* **Exercise details**
Your answer should be the full listing, copied word for word.

* **Source material**
■ ■ ■ ■ ■ ■ ■

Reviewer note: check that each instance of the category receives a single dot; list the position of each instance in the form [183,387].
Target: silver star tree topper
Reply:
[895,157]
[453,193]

■ ■ ■ ■ ■ ■ ■

* **Answer for this exercise**
Reviewer note: check that each instance of the category receives a single dot; list the position of each instance in the form [183,387].
Target: silver star tree topper
Reply:
[895,157]
[453,193]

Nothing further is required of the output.